EXERCISE AIM.
Swap every "pixel coords" in the listing below for "pixel coordinates". Reproduce all other lines unchanged.

Rows from a box-labeling dataset.
_____
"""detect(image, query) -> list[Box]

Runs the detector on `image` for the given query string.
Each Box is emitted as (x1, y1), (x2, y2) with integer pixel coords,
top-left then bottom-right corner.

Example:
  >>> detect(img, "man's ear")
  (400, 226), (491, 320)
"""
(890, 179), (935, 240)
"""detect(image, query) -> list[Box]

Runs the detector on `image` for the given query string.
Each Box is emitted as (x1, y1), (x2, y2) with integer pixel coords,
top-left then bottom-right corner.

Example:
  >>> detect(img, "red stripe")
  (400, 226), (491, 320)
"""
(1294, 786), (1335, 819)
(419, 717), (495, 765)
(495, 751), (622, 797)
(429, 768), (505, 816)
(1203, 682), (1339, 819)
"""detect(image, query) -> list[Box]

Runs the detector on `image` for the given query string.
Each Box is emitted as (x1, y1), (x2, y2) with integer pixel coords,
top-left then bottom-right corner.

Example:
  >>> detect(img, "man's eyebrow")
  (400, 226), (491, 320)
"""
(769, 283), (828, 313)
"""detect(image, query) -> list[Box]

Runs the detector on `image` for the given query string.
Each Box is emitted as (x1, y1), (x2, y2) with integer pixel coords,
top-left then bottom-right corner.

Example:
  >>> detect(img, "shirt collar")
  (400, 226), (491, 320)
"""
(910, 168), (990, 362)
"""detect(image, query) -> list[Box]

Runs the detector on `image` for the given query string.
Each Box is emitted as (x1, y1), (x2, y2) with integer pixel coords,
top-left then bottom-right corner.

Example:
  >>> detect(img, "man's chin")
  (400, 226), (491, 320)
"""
_____
WRITTEN ANSWER.
"""detect(image, query) -> list[Box]

Runs the detector on `image` for the given query string.
Each Box is emitted as (x1, y1), (x2, y2) with integer pixel coordinates,
top-left then bottom-right corner.

Example:
  >>> detect(img, "man's ear")
  (400, 226), (491, 320)
"""
(890, 179), (935, 240)
"""detect(image, query) -> list[Box]

Runs the detector on `image` for the given query string.
Each Box is emitted as (x1, y1), (x2, y2) with integer pixel coordinates,
top-left then bottom-right corner.

Example:
  >>> detect(img, "red stripe")
  (400, 226), (491, 320)
"""
(1294, 786), (1335, 819)
(419, 717), (495, 765)
(495, 751), (622, 797)
(429, 768), (505, 816)
(1203, 682), (1339, 819)
"""detect(image, query) -> list[Box]

Runs the detector on `image` for the given query string.
Each Box is emitted as (x1, y1), (x2, y2) with integer pixel coordinates,
top-left then bottom-right corner.

Example:
  >>> detect(img, "man's eyebrow")
  (400, 226), (491, 320)
"""
(769, 283), (828, 313)
"""detect(image, query) -> list[Box]

Runs the detector on `image` for the given query string.
Each Box is emitted as (x1, y1), (x2, y2) with integer pixel coordinates,
top-left then bottom-right corner.

Example:
  >>> detect(img, "shirt collar")
  (400, 226), (491, 320)
"""
(910, 168), (990, 362)
"""detect(image, query) -> list[Box]

Runs the detector on `image` for the given query string.
Each Box is emitted as (x1, y1), (x2, y2) with integer pixel coordinates,
top-left then bottom-right corner.

Example:
  >>> detect(img, "man's chin")
  (400, 226), (491, 320)
"""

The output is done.